- _Written problem A_:
Return the stretch of the pro-EU groups article from "The view from" through "by England-based groups.".
- _Written problem B_:
Answer these questions from the pro-EU groups article:
(i) Who currently makes up the European Movement UK leadership team?
(ii) In which newspaper, and on what date, was the letter from the EMiS Chair published?
(iii) When are Reboot Britain's online meetings held?

- _Document passage_:
★ ★ ★ ★ ★ ★ ★

The view from Yes for EU – Part 2: what are they campaigning for?

Pro-EU groups south of the border – what are they campaigning for?

by Morag Williamson, Yes for EU team

It’s great to see that pro-EU organisations based south of the border are alive and kicking, including the European Movement UK (EMUK), Grassroots for Europe (GfE), and National Rejoin March (NRM). In Yes for EU we naturally focus our campaign activities on our own twin aims of independence and EU membership for Scotland, however we also support in spirit the pro-EU efforts by England-based groups.

European Movement UK street stall
Image credit: europeanmovement.co.uk

Note, however, that these groups do not constitute a homogeneous movement – they vary in their pro-EU aims. The European Movement UK (EMUK) is the foremost and most influential of the England-based pro-EU organisations. Their leadership team currently comprises Mike Galsworthy, Caroline Lucas and Dominic Grieve, all with impeccable anti-Brexit credentials. According to their website, EMUK’s perspective on the EU-UK relationship is that: “The UK’s economic and political interests, and the global pursuit of our shared values of peace, freedom, democracy, human rights and the rule of law are best achieved through the UK rebuilding closer ties with the European Union [my italics]…. The European Movement’s mission now is to address head-on the issue that UK politics is avoiding: acknowledging and highlighting the damaging impacts of Britain’s decision to leave the European Union. It is in the UK’s national interest to reverse that damage and build back our relationship with the EU.” [my italics]. All good stuff, but there is no mention of seeking EU membership; EMUK’s vision for the UK is evidently not to Rejoin.

European Movement in Scotland President’s Blog, August 2024
Image credit: euromovescotland.org.uk

This aim of ‘rebuilding closer ties with the EU’ is a gradualist or incrementalist approach, which urges the UK government to negotiate with the EU to obtain specific benefits step-by-step, such as access to the single market and customs union, freedom of movement, visas for artists and musicians, full access to Erasmus and European research programmes etc. The European Movement in Scotland (EMiS) appears to be adopting this approach too. In a letter published in the National (22/10/2024), EMiS Chair David Clarke states that their “ambition is to see Scotland back inside the institutions of the EU at the earliest possible time”. This stops short of saying they want Scotland to be a member, or even that they want the UK to be a member again. It also fails to elaborate on Scotland’s possible routes back to EU membership – ie either via independence or as part of the UK – but setting that important issue aside for the moment, the point here is that instead of campaigning for Scotland or the UK to join/rejoin, EMUK and EMiS see the UK Labour government as the best hope of trying to recover, piecemeal, some of our lost EU benefits (reminder: this is a government that has stated time and again that it will ‘make Brexit work’, with a leader who says Britain will not rejoin the EU in his lifetime).

A contrasting approach is presented by another England-based pro-EU organisation, Reboot Britain. It has published a ‘White Paper’ by its founder, Peter Cook, who puts a detailed cross-party case for the UK to rejoin the EU. The paper sets out ‘Five Strategies to Rejoin’, and the group is pursuing a campaign of letter-writing to MPs and high-profile figures to seek support for Rejoining outright. The paper is here: Reboot Britain – Rejoin EU.pdf – Google Drive. There are online meetings every Monday evening at 8pm, open to everyone interested, and full details of the campaign are here.

★ ★ ★ ★ ★ ★ ★

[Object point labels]
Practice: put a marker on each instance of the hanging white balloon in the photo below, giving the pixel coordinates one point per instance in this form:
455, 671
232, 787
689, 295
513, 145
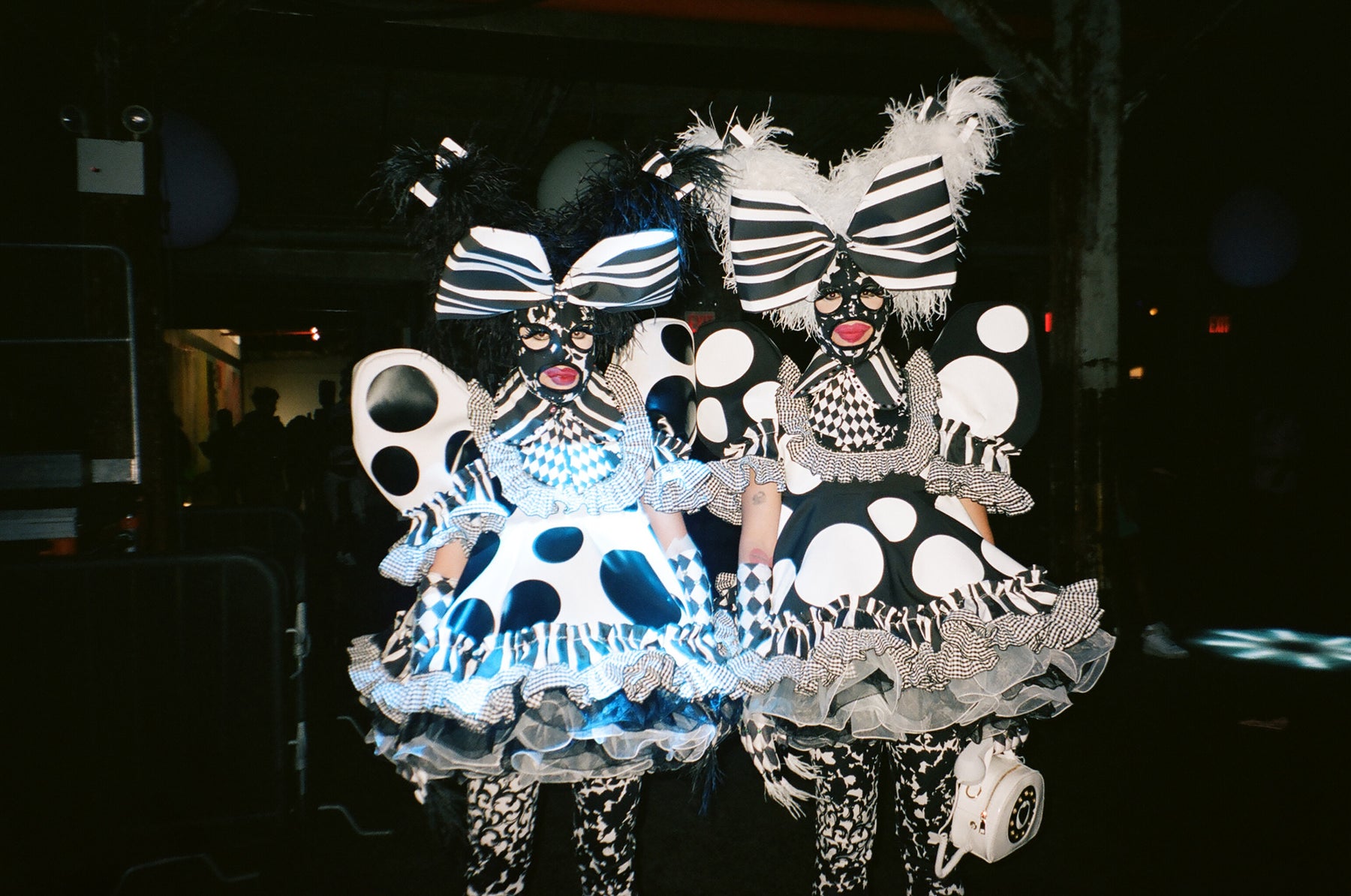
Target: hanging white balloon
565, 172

★ ★ ★ ★ ★ ★ ★

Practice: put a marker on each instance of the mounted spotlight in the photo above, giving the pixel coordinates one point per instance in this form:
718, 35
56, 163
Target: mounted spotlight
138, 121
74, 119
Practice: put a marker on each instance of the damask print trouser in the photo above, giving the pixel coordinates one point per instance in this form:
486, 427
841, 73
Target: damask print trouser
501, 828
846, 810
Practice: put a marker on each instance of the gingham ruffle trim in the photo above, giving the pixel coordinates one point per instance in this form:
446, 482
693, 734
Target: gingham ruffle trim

★ ★ ★ ★ ★ ★ ★

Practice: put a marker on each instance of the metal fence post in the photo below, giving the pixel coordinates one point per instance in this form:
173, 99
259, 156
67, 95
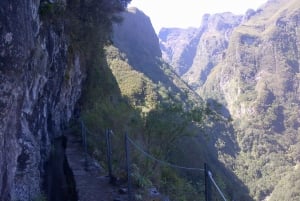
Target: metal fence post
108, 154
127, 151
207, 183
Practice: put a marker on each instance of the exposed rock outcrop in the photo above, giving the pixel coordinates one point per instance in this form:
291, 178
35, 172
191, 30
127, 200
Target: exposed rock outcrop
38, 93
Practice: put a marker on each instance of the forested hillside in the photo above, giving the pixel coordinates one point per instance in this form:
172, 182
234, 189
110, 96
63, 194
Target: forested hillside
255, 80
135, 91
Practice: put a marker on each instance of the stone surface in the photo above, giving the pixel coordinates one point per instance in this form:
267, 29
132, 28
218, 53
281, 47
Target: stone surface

★ ★ ★ ★ ★ ★ ★

- _Task result A_:
The view from Yes for EU – Part 2: what are they campaigning for?

Pro-EU groups south of the border – what are they campaigning for?

by Morag Williamson, Yes for EU team

It’s great to see that pro-EU organisations based south of the border are alive and kicking, including the European Movement UK (EMUK), Grassroots for Europe (GfE), and National Rejoin March (NRM). In Yes for EU we naturally focus our campaign activities on our own twin aims of independence and EU membership for Scotland, however we also support in spirit the pro-EU efforts by England-based groups.

- _Task result B_:
(i) Mike Galsworthy, Caroline Lucas and Dominic Grieve
(ii) The National, 22/10/2024
(iii) Every Monday evening at 8pm